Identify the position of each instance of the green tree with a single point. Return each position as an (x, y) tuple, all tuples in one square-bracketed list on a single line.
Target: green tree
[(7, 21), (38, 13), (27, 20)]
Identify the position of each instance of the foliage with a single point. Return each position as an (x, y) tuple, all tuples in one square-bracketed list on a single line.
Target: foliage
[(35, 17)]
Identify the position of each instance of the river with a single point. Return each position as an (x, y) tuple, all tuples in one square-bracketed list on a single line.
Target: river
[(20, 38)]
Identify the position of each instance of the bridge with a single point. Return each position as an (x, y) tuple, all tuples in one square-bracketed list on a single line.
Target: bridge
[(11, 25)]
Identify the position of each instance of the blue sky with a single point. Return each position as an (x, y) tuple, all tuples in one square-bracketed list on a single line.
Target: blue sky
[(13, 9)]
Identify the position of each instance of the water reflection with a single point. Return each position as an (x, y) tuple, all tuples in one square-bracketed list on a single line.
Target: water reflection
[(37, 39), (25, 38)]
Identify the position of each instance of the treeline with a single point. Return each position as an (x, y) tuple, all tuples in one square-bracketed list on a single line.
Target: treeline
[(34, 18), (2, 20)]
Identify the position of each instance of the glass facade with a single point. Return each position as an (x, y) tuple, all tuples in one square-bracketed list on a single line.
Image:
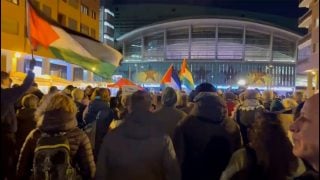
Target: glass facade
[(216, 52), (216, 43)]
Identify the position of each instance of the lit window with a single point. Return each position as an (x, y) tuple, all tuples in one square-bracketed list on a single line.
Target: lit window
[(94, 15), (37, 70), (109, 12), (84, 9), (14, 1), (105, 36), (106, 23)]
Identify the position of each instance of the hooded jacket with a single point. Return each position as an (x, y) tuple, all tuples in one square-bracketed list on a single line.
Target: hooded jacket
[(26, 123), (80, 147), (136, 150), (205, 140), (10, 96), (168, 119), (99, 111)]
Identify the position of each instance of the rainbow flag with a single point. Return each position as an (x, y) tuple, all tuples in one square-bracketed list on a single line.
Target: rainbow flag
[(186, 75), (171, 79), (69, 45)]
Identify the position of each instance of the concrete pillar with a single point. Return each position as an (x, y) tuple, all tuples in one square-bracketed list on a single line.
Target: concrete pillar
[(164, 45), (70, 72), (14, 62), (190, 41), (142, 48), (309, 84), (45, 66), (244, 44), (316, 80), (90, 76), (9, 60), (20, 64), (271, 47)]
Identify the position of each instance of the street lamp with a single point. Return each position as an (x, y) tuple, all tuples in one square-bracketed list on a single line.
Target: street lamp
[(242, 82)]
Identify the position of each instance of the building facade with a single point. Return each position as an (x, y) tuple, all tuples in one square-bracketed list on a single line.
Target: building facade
──────────
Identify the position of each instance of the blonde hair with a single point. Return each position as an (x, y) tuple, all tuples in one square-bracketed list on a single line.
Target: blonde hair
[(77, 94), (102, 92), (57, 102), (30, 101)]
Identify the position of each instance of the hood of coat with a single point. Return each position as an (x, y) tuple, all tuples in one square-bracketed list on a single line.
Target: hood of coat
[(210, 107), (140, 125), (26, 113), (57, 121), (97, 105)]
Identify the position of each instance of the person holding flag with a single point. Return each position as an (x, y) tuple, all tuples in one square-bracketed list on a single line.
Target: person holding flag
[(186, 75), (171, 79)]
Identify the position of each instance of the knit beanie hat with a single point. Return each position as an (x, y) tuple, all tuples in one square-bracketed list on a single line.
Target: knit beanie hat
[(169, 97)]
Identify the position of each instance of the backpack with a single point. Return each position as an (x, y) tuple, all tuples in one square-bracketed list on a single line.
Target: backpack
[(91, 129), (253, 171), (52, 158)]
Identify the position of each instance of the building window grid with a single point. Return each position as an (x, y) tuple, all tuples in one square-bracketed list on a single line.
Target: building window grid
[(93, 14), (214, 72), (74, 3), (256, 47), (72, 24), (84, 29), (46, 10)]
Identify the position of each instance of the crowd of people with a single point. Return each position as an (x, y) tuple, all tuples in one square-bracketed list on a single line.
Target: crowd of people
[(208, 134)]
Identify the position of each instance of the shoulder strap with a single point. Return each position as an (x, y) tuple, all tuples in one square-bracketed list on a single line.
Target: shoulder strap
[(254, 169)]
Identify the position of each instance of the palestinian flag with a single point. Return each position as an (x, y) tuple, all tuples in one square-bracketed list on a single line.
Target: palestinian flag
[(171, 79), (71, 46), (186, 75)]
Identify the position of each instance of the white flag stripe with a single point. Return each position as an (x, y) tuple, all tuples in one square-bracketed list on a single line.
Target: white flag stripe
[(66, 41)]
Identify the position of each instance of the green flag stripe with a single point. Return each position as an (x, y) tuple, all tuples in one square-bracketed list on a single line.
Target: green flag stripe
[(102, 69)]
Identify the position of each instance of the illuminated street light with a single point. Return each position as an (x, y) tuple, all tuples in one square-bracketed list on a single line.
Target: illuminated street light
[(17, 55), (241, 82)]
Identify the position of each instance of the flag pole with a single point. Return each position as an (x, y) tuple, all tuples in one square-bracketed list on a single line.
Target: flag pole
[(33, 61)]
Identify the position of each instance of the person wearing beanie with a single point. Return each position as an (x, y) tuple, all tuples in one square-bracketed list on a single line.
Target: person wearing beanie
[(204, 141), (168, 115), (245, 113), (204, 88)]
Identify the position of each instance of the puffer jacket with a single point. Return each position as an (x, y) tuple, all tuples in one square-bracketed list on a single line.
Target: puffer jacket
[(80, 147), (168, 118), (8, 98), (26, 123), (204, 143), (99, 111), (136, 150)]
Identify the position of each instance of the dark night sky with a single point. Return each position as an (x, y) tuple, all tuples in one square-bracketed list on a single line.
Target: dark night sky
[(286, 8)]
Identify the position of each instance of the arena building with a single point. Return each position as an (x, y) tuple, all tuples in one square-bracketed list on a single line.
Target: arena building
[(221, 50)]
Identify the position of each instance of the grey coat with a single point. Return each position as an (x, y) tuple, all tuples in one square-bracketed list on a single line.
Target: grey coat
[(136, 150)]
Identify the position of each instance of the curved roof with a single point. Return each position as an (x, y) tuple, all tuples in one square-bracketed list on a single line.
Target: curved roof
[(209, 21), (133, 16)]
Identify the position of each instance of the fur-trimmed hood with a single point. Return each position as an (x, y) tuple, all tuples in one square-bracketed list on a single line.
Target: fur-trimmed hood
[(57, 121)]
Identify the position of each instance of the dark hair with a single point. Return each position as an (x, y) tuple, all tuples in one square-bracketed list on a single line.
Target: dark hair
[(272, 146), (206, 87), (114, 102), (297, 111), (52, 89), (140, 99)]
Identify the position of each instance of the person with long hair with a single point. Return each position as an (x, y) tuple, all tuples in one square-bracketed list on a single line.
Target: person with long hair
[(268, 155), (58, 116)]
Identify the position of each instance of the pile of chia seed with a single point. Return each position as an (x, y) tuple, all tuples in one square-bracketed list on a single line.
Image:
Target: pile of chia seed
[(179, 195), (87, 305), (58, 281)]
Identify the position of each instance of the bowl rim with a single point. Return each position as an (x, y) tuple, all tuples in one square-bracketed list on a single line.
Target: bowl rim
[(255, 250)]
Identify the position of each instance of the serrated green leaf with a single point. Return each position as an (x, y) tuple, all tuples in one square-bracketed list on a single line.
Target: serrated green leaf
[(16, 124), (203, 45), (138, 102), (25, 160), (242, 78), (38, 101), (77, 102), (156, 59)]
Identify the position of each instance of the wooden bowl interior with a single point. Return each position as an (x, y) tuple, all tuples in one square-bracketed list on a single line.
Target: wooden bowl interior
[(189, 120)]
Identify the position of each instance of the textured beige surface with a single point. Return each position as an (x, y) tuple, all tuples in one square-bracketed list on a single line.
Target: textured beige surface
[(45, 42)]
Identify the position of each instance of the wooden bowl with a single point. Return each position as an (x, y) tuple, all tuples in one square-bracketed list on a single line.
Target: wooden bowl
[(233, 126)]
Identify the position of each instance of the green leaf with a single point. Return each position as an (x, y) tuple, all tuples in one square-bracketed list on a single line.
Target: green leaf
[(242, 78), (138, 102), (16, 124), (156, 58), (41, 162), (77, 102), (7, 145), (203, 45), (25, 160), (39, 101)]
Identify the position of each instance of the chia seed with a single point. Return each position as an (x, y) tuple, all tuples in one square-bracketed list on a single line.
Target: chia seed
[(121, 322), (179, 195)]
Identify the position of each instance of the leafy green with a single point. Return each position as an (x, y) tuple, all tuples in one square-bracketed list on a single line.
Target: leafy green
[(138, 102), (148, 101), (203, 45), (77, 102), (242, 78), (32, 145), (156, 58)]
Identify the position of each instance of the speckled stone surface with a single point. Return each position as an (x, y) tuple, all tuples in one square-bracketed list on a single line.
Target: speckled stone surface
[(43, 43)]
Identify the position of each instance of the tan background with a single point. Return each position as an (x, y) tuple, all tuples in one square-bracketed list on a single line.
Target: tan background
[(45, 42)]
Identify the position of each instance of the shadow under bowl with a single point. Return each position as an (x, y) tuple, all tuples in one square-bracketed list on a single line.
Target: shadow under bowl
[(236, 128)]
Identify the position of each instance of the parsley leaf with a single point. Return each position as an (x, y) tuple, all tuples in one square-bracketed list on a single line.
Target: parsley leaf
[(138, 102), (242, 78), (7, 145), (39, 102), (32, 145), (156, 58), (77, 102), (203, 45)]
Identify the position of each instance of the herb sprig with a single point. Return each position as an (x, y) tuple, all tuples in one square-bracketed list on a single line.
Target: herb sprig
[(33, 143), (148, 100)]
──────────
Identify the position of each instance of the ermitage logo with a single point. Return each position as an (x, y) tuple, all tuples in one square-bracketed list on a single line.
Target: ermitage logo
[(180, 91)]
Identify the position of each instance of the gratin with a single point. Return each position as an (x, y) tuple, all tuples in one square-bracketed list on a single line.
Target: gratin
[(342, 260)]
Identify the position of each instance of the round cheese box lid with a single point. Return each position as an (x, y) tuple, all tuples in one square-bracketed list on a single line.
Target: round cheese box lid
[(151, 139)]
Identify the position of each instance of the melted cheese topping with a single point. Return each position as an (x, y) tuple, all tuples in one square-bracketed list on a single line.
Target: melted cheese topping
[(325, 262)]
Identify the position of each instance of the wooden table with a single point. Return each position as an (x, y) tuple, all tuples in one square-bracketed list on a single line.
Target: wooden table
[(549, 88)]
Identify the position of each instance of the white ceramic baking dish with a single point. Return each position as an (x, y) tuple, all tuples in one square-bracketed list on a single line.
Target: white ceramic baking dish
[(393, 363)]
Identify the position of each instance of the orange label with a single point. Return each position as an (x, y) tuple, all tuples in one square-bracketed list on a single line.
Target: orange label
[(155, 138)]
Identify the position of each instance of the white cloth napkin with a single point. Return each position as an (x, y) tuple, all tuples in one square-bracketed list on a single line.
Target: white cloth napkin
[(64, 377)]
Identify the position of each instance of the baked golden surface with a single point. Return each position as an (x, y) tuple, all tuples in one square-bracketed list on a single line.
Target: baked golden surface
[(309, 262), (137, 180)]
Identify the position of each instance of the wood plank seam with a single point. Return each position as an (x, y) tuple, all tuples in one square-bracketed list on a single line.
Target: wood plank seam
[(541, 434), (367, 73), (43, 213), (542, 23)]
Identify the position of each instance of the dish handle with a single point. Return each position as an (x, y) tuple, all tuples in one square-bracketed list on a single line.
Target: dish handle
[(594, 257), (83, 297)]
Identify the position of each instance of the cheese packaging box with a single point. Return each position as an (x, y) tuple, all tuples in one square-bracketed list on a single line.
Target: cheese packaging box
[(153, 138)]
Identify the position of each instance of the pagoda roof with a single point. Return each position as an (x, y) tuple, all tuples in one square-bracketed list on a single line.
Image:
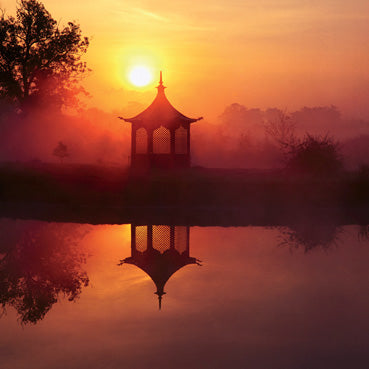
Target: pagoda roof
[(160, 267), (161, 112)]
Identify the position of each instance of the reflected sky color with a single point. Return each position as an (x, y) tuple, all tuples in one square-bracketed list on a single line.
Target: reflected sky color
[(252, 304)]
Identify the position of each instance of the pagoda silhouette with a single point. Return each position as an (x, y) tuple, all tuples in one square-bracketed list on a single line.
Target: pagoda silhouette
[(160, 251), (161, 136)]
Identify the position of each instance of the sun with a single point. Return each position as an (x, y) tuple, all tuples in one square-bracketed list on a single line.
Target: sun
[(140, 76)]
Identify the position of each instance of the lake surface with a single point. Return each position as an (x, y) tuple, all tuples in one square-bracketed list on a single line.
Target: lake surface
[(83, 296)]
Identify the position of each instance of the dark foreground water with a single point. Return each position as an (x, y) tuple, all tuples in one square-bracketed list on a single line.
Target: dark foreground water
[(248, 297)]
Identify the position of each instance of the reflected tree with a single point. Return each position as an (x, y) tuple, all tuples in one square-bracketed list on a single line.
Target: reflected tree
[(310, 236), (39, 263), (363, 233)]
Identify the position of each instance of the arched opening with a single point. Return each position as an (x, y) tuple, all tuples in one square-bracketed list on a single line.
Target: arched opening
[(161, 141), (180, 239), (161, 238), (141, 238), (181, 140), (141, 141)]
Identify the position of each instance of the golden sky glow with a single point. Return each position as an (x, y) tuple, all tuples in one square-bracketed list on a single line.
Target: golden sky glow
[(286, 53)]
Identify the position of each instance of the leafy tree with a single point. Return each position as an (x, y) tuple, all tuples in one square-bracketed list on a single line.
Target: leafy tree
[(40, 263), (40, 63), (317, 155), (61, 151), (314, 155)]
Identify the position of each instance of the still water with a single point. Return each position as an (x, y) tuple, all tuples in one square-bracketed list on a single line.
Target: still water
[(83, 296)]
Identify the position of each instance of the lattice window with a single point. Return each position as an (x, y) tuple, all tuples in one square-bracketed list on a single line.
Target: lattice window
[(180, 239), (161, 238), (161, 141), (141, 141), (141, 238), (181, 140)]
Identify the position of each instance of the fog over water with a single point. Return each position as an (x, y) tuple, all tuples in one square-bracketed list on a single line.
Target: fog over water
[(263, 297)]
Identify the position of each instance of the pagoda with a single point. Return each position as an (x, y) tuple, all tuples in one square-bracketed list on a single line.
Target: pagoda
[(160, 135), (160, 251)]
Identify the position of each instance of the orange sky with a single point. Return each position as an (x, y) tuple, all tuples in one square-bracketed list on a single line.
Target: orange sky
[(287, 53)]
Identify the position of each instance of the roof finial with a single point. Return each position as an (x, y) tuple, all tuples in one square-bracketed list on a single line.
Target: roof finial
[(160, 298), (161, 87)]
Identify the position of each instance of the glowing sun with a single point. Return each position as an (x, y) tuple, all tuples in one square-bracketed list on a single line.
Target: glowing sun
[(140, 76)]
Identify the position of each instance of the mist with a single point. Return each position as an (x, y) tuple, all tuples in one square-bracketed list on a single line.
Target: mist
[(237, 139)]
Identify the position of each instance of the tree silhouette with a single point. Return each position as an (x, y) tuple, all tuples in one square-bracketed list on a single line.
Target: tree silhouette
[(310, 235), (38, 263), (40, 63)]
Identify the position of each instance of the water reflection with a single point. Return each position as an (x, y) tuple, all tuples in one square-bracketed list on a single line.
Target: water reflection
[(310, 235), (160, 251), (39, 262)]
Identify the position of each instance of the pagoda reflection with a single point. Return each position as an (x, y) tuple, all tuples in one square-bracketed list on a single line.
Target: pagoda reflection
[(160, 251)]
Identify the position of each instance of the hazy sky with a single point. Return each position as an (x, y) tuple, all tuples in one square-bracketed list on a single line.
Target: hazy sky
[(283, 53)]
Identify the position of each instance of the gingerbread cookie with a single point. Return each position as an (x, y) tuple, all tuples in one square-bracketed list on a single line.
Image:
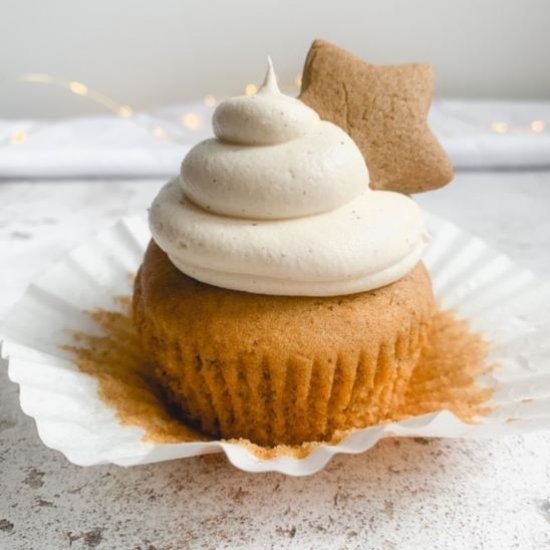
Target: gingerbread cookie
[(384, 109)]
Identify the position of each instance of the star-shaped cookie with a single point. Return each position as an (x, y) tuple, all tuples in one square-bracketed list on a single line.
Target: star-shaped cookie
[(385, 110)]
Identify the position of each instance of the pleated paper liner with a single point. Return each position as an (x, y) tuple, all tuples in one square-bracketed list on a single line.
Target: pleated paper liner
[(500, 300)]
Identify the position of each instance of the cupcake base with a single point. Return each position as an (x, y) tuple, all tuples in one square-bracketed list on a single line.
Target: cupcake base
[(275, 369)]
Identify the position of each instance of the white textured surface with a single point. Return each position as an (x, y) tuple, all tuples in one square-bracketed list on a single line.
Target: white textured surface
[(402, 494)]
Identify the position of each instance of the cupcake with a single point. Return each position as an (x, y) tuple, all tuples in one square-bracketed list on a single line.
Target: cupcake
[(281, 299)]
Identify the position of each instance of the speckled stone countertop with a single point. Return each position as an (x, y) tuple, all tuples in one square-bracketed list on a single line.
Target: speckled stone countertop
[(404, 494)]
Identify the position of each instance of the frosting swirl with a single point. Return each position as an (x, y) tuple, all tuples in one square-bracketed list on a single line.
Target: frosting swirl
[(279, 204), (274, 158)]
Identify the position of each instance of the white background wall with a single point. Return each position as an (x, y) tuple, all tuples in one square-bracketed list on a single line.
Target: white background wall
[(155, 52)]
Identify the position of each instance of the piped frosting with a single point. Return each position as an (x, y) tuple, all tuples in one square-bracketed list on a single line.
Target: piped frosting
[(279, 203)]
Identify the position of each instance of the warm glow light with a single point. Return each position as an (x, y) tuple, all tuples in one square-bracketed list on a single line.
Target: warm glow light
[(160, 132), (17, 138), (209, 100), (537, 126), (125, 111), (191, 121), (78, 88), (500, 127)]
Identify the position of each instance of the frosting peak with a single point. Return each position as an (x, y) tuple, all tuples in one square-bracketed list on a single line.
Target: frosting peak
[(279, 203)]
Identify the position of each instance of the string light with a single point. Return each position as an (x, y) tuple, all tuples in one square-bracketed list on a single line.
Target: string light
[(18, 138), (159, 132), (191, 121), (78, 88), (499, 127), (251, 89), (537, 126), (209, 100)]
──────────
## What is needed
Print the lines from the one containing "Identify the position of each instance of the green tree" through the one containing "[(216, 52), (216, 43)]", including both of those lines, copied without any change. Omit the pictures from your answer.

## The reply
Identify the position of each instance of the green tree with a single point. Return each position as an (x, y) tuple, all tuples in one square-bracketed list on a single line.
Target: green tree
[(7, 21), (38, 13), (27, 20)]
Identify the position of each instance of the foliage with a single point. Return each position as an (x, y) tuple, all tuples in one square-bracketed list on a single line.
Target: foliage
[(35, 17)]
Identify the position of each instance of the river with a single point. Return each position as an (x, y) tuple, all tuples in one square-bracketed list on a single line.
Target: river
[(20, 38)]
Identify the position of each instance of the bridge with a single point. Return each position as an (x, y) tuple, all tuples in one square-bracketed list on a single line.
Target: bridge
[(11, 25)]
Identify the position of each instance of the blue sky with a single point. Return each position as an (x, y) tuple, all tuples in one square-bracketed list on a single line.
Target: blue sky
[(13, 9)]
Identify the position of each instance of the water reflection with a single point. Return each position as an (x, y) tuple, all tuples in one square-bracketed list on a single line.
Target: water reflection
[(37, 39), (25, 38)]
Identify the position of each instance of the treeline with a single point. Return each position as an (x, y) tuple, all tuples in one square-bracketed list on a single line.
Target: treeline
[(34, 18), (2, 20)]
Identify the position of each instance of the glass facade with a single point. Return each position as an (x, y) tuple, all tuples in one square-bracketed list on a single line.
Image:
Target: glass facade
[(216, 52), (216, 43)]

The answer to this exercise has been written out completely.